Location identification items:
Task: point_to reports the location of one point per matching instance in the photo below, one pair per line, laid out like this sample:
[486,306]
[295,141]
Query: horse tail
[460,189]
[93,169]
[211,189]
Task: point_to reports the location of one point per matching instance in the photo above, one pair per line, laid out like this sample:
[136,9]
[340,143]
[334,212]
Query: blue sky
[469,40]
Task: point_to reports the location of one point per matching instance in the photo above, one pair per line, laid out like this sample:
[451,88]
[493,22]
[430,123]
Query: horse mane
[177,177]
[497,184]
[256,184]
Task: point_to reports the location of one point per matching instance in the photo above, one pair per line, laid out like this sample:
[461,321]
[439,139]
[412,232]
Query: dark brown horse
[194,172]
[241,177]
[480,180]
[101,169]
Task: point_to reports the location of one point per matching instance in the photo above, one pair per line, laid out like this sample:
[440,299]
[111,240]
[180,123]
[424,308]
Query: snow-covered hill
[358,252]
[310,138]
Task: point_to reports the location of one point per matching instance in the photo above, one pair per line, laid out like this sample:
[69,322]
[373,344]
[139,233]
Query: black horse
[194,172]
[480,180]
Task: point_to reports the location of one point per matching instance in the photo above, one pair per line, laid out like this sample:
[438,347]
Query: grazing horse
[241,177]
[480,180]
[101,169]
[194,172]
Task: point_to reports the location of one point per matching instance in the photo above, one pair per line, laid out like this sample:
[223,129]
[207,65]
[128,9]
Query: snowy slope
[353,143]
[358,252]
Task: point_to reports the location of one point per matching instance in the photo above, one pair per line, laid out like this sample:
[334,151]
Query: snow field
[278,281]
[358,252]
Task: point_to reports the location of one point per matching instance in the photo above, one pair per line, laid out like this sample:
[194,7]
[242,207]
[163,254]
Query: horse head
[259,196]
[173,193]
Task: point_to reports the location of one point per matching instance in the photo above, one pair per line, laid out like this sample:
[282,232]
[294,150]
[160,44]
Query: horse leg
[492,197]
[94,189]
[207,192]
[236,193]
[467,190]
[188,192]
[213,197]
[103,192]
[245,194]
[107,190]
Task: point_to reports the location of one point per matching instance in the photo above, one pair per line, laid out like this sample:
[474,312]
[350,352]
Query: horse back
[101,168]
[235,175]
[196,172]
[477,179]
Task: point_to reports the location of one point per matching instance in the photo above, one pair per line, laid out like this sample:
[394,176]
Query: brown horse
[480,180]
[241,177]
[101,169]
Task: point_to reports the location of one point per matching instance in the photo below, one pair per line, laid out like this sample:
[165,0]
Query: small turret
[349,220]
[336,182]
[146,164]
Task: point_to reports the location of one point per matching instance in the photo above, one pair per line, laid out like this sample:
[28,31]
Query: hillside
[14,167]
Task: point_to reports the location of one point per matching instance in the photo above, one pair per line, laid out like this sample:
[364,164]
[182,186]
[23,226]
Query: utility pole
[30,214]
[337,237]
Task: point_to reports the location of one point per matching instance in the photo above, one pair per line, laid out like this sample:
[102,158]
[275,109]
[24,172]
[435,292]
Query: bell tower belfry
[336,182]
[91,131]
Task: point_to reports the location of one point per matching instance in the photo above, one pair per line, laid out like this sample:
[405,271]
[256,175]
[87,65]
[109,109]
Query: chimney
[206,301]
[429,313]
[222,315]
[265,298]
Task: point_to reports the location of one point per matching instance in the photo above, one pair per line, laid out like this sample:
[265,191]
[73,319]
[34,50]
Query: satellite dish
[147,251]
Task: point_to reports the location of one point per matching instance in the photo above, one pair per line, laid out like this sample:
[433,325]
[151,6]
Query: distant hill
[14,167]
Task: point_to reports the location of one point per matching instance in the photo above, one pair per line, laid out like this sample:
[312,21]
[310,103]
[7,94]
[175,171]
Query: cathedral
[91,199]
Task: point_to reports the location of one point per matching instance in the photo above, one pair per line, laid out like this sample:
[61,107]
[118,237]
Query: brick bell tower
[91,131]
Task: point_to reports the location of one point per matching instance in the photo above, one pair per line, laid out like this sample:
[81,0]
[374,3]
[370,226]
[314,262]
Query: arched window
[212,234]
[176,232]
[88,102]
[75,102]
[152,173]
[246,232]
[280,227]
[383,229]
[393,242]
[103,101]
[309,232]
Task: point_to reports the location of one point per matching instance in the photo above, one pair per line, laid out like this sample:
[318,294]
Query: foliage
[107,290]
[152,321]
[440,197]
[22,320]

= Aim =
Output an exact copy of each record.

= Response =
Task: point_to reports the location of one point per matching instance in the photo below, one pair per line, laid out like this sample:
[486,306]
[295,141]
Query: horse tail
[460,189]
[93,169]
[211,189]
Task: point_to reports the location of one point per matching instance in the photo above, one pair per line, laid out like this sample:
[136,9]
[340,143]
[334,212]
Query: blue sky
[469,40]
Task: point_to reports the location of one point per matching instance in the photo above, one pair per line, laid out like this sample:
[451,88]
[493,22]
[430,123]
Query: horse mane
[177,177]
[497,184]
[256,184]
Task: point_to reports the location of one point per matching instance in the photo above, one pair per line, laid out like this sample:
[461,321]
[439,139]
[412,232]
Query: dark brown horse
[194,172]
[241,177]
[480,180]
[101,169]
Task: point_to reports the location of one point per matching instance in the photo above, one pair per line, laid out like this sample:
[440,299]
[111,240]
[180,123]
[424,308]
Query: snow-covered hill
[358,252]
[310,138]
Task: point_to reports the location of one point per matching instance in the photo above, one pair per line, laid out like this sample:
[69,322]
[373,344]
[139,233]
Query: black horse
[194,172]
[480,180]
Task: point_to reports the location of one point per matching instance in the photo above, one pair per line, laid out like this sample:
[438,347]
Query: grazing horse
[241,177]
[480,180]
[101,169]
[194,172]
Task: point_to reports the location of one point per matching instance in the photo above, one pair per line, laid out like this sample:
[223,129]
[207,65]
[128,9]
Query: snowy slope
[353,143]
[358,252]
Task: point_to reports the location of one point per matching instance in the photo above, one pair per line, laid out like this sample:
[334,151]
Query: snow field
[278,281]
[358,252]
Task: point_to reports the location of one point per matching instance in the photo above, one pair per line, laid out like this sample:
[194,7]
[242,207]
[163,254]
Query: horse head
[259,196]
[173,193]
Task: point_to reports the location of one point per matching instance in the photo above, one pair per line, laid out like this sample:
[282,232]
[294,150]
[160,44]
Query: horse leg
[492,197]
[94,189]
[207,192]
[236,193]
[467,190]
[188,192]
[213,197]
[103,192]
[245,194]
[107,190]
Task: point_to reports the location of one point per matching instance in the photo above, one pair per line, laid out like this sample:
[474,312]
[350,352]
Query: horse back
[101,168]
[235,175]
[196,172]
[477,179]
Task: point_to reports the location of one point per matching instance in the photo above, one pair per line, laid out like this sample:
[394,176]
Query: brown horse
[480,180]
[241,177]
[101,169]
Task: point_to reports the location of one point per matching instance in the photo below, one pair per line, laid out like this sample:
[165,0]
Query: small turret
[349,220]
[336,182]
[146,164]
Task: point_to reports the location of one point per matching instance in the photo above, one pair per line, laid out like this sample:
[28,31]
Query: hillside
[14,167]
Task: point_to reports the location of one point per matching instance in the photo above, one pair per line, laid out like this sample:
[364,164]
[182,186]
[23,226]
Query: utility pole
[30,214]
[337,237]
Task: point_to reports the location of one point per matching instance in the photo above, one pair per line, laid out like this sample:
[102,158]
[275,109]
[24,172]
[435,292]
Query: bell tower belfry
[336,182]
[91,131]
Task: point_to reports the location of one point per matching instance in the photo above, one pair per line, laid out like this sample:
[405,271]
[256,175]
[87,65]
[109,109]
Query: chimney
[206,301]
[429,313]
[222,315]
[265,298]
Task: point_to reports the location of one point per matching instance in the photo above, one pair per line, laid out like this sample:
[265,191]
[73,319]
[34,50]
Query: satellite dish
[147,251]
Task: point_to reports the location of one point per matching instance in the photo above, one pair per line, laid out like this sample:
[433,325]
[151,6]
Query: distant hill
[14,167]
Task: point_to reports the location of one point per matching instance in the photo above, one pair per line, laid out like this sample:
[312,21]
[310,103]
[7,94]
[175,171]
Query: cathedral
[91,199]
Task: point_to reports the location of one point per matching instance in the photo above, one pair per line, laid out like this sample:
[61,107]
[118,237]
Query: brick bell tower
[91,131]
Task: point_to reports the location of one point per matching instance in the photo above, one pair per line, laid out like this sample:
[81,0]
[374,3]
[370,226]
[314,262]
Query: arched window
[212,234]
[176,232]
[88,102]
[75,102]
[152,173]
[246,232]
[280,227]
[383,229]
[393,242]
[103,101]
[309,232]
Task: point_to reports the location of one point per matching instance in the photo above, one pair per line, laid out like this sample:
[318,294]
Query: foliage
[107,290]
[152,321]
[440,197]
[22,320]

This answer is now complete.